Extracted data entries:
* START *
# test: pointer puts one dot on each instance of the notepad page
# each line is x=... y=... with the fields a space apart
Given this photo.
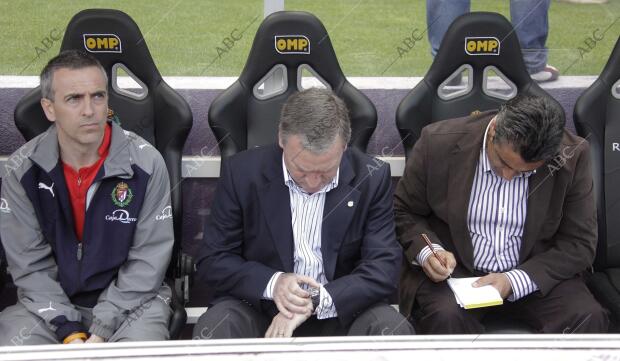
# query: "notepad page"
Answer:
x=468 y=296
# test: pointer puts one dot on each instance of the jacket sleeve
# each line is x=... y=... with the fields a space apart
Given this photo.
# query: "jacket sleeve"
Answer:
x=411 y=208
x=142 y=275
x=221 y=264
x=31 y=261
x=375 y=278
x=574 y=243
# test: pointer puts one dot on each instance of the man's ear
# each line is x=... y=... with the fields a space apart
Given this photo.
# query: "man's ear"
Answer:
x=48 y=108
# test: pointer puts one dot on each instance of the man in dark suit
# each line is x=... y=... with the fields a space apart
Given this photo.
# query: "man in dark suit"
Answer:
x=301 y=239
x=506 y=196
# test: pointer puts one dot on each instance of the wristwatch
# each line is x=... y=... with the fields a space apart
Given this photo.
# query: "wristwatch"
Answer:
x=315 y=296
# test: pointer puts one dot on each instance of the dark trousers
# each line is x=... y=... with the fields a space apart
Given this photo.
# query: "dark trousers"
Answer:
x=567 y=308
x=237 y=319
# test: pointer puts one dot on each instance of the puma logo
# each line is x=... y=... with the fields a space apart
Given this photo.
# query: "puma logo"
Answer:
x=165 y=300
x=45 y=186
x=50 y=308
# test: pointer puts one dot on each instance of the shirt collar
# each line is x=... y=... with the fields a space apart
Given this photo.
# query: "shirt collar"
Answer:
x=290 y=182
x=484 y=158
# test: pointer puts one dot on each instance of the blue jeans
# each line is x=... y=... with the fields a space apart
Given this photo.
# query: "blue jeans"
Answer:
x=529 y=18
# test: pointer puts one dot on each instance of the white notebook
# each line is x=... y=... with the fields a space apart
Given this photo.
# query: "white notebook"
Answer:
x=468 y=296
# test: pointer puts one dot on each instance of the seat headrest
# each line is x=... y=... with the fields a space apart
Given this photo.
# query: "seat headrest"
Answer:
x=611 y=72
x=480 y=39
x=112 y=37
x=292 y=38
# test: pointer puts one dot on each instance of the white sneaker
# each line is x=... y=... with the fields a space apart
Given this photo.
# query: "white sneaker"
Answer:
x=549 y=73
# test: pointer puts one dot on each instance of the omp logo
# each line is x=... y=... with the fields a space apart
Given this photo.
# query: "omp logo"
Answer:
x=120 y=215
x=165 y=214
x=482 y=46
x=4 y=206
x=102 y=43
x=292 y=44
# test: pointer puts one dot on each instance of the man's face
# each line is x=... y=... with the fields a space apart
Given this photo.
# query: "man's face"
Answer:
x=79 y=107
x=311 y=171
x=505 y=161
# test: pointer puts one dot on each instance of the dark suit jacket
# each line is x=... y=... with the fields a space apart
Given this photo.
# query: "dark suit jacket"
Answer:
x=559 y=239
x=250 y=237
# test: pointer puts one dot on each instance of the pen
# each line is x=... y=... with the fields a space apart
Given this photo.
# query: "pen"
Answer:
x=430 y=245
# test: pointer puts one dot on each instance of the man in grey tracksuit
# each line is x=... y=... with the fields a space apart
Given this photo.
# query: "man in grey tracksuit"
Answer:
x=88 y=261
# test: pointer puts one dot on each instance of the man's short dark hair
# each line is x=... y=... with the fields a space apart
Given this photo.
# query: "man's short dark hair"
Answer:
x=532 y=125
x=318 y=117
x=68 y=59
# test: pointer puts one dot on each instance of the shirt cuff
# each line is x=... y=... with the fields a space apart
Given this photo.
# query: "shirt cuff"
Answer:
x=426 y=252
x=268 y=292
x=326 y=307
x=522 y=285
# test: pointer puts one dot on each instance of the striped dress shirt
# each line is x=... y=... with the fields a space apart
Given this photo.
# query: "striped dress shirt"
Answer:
x=496 y=220
x=307 y=222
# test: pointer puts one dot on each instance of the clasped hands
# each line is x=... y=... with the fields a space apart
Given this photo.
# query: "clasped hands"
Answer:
x=436 y=272
x=294 y=304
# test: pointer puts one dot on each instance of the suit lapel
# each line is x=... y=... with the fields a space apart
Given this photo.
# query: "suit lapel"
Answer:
x=463 y=163
x=276 y=206
x=540 y=188
x=340 y=205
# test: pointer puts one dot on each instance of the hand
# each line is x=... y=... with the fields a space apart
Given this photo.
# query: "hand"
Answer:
x=435 y=270
x=282 y=326
x=498 y=280
x=94 y=339
x=289 y=297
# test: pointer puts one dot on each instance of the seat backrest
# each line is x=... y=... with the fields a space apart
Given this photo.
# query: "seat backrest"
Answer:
x=597 y=115
x=484 y=48
x=155 y=112
x=246 y=114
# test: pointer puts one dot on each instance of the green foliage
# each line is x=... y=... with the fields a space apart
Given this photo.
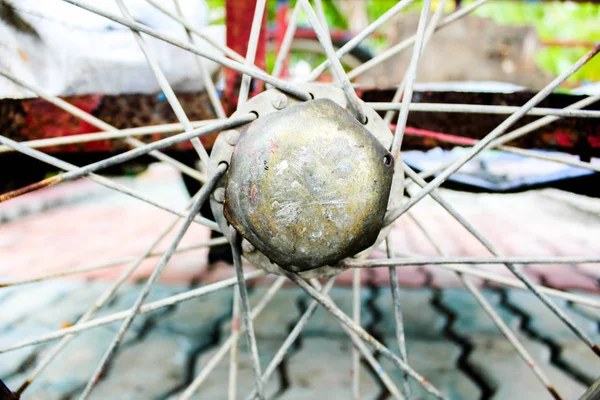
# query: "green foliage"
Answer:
x=554 y=21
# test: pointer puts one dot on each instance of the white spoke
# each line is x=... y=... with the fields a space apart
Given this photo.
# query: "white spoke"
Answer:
x=206 y=78
x=404 y=262
x=433 y=23
x=252 y=47
x=392 y=51
x=236 y=244
x=356 y=318
x=411 y=75
x=286 y=44
x=233 y=355
x=486 y=109
x=525 y=129
x=398 y=322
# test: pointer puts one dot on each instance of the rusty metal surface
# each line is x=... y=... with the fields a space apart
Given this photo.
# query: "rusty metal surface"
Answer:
x=35 y=118
x=569 y=135
x=308 y=186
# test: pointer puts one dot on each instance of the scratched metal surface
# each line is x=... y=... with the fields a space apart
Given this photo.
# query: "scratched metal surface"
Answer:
x=303 y=198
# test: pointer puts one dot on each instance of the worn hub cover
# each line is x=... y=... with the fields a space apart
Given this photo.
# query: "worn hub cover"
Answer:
x=308 y=185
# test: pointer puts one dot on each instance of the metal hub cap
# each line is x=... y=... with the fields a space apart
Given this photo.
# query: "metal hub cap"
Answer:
x=307 y=185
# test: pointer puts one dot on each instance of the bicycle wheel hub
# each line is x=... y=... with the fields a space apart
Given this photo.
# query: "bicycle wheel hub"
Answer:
x=307 y=185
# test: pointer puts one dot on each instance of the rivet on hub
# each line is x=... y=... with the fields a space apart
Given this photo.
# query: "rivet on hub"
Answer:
x=247 y=246
x=279 y=101
x=219 y=194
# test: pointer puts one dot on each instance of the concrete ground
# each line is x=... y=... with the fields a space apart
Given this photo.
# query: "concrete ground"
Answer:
x=450 y=340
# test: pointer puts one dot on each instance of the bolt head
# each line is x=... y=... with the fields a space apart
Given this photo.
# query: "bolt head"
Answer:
x=247 y=246
x=232 y=136
x=280 y=101
x=219 y=194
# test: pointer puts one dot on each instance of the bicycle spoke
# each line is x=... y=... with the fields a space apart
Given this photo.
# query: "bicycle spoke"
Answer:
x=230 y=343
x=233 y=355
x=347 y=321
x=286 y=43
x=98 y=123
x=252 y=71
x=510 y=265
x=406 y=43
x=463 y=141
x=209 y=85
x=249 y=328
x=398 y=323
x=48 y=159
x=494 y=316
x=108 y=264
x=146 y=308
x=431 y=25
x=356 y=40
x=485 y=109
x=181 y=19
x=517 y=284
x=202 y=197
x=353 y=101
x=499 y=130
x=165 y=86
x=411 y=75
x=355 y=368
x=252 y=47
x=75 y=173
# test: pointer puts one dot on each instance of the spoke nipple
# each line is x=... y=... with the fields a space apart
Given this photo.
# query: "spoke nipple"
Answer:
x=280 y=101
x=247 y=246
x=219 y=195
x=232 y=136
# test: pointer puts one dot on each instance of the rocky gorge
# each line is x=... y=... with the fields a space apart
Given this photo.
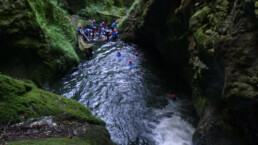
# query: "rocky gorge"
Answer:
x=214 y=44
x=211 y=43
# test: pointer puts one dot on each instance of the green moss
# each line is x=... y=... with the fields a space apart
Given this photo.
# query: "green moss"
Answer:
x=203 y=37
x=38 y=37
x=199 y=17
x=54 y=141
x=20 y=101
x=200 y=103
x=101 y=13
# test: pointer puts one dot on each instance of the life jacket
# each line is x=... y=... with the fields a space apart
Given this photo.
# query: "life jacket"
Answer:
x=87 y=31
x=113 y=25
x=114 y=34
x=93 y=25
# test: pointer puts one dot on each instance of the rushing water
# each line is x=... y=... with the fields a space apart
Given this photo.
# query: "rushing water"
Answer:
x=135 y=101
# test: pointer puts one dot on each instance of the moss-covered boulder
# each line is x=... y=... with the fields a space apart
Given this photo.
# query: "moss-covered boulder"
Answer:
x=72 y=6
x=20 y=101
x=225 y=91
x=37 y=40
x=155 y=26
x=29 y=115
x=219 y=39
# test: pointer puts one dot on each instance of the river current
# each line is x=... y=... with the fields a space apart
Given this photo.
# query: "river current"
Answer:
x=134 y=100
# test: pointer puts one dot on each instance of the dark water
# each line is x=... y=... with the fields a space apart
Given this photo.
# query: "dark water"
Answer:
x=134 y=101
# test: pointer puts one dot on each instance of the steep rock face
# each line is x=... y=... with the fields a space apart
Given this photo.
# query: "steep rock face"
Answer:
x=155 y=26
x=25 y=104
x=219 y=39
x=72 y=6
x=225 y=90
x=37 y=40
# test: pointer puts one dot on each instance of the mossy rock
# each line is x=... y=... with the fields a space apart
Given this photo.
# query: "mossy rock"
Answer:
x=20 y=101
x=54 y=141
x=37 y=40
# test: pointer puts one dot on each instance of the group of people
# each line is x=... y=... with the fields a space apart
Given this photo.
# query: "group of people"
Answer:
x=103 y=31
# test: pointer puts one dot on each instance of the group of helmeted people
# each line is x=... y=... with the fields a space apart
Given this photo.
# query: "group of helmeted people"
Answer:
x=91 y=32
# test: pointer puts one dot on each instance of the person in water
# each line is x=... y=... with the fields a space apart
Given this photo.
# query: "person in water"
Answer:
x=107 y=33
x=79 y=30
x=118 y=54
x=113 y=25
x=87 y=32
x=114 y=34
x=93 y=25
x=100 y=28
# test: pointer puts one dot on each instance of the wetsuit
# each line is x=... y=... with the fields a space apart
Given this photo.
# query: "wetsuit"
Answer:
x=107 y=33
x=115 y=35
x=79 y=31
x=87 y=32
x=113 y=26
x=100 y=29
x=93 y=28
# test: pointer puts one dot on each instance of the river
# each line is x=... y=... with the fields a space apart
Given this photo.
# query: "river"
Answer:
x=134 y=100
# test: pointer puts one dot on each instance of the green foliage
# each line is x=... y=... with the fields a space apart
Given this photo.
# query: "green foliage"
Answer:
x=101 y=12
x=38 y=37
x=53 y=141
x=20 y=101
x=56 y=25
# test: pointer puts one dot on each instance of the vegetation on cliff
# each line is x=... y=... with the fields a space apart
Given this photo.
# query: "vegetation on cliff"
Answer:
x=20 y=101
x=219 y=39
x=37 y=40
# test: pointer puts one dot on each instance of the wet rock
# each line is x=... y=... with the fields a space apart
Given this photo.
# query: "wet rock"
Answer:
x=53 y=127
x=37 y=40
x=221 y=46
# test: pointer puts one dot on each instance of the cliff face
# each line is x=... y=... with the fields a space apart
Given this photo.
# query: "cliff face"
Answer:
x=219 y=40
x=225 y=34
x=37 y=40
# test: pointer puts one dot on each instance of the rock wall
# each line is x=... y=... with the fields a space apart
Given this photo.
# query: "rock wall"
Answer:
x=215 y=44
x=37 y=40
x=226 y=40
x=23 y=111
* END *
*What you are asked to do*. Quote, word for word, the lines of the data starting at the one that contains "the shirt collar" and ending at the one that contains "x=250 y=237", with both of those lines included.

*Response to this exercise*.
# test: pointer puts one dot on each instance of the shirt collar
# each line is x=... y=... with the fields a space apart
Given this photo.
# query: "shirt collar"
Answer:
x=290 y=182
x=484 y=158
# test: pointer puts one dot on each instance of the blue jeans
# each line is x=... y=... with the fields a space apart
Given this photo.
# query: "blue jeans"
Answer:
x=529 y=18
# test: pointer puts one dot on each instance of the white notebook
# each line is x=... y=... with the fields a space apart
Given this photo.
# query: "white notebook"
Answer:
x=468 y=296
# test: pointer puts one dot on each instance of the seat headrest
# each line is x=... y=... with the fields a space apart
Given this photo.
# query: "seat headrest"
Answer:
x=611 y=72
x=480 y=39
x=112 y=37
x=292 y=38
# test: pointer puts one dot on each instance of the white sneaker
# each line is x=... y=... with the fields a space apart
Given this photo.
# query: "white sneaker"
Answer:
x=549 y=73
# test: pointer puts one dot on each instance of the omp logo
# each line is x=... y=... with the fields a space apart
Given this photo.
# query: "omp logo"
Answer:
x=120 y=215
x=165 y=214
x=482 y=46
x=4 y=206
x=102 y=43
x=292 y=44
# test: pointer puts one dot on each instance of the man's face
# each line is x=... y=... with the fields a space apart
Given this photo.
# query: "man's face"
Answer:
x=79 y=107
x=311 y=171
x=505 y=161
# test: pointer puts one dot on each instance of the dark suit jacket
# each line is x=... y=... with the fields a space apart
Given this photo.
# query: "dark suit jacket"
Answer:
x=559 y=239
x=250 y=237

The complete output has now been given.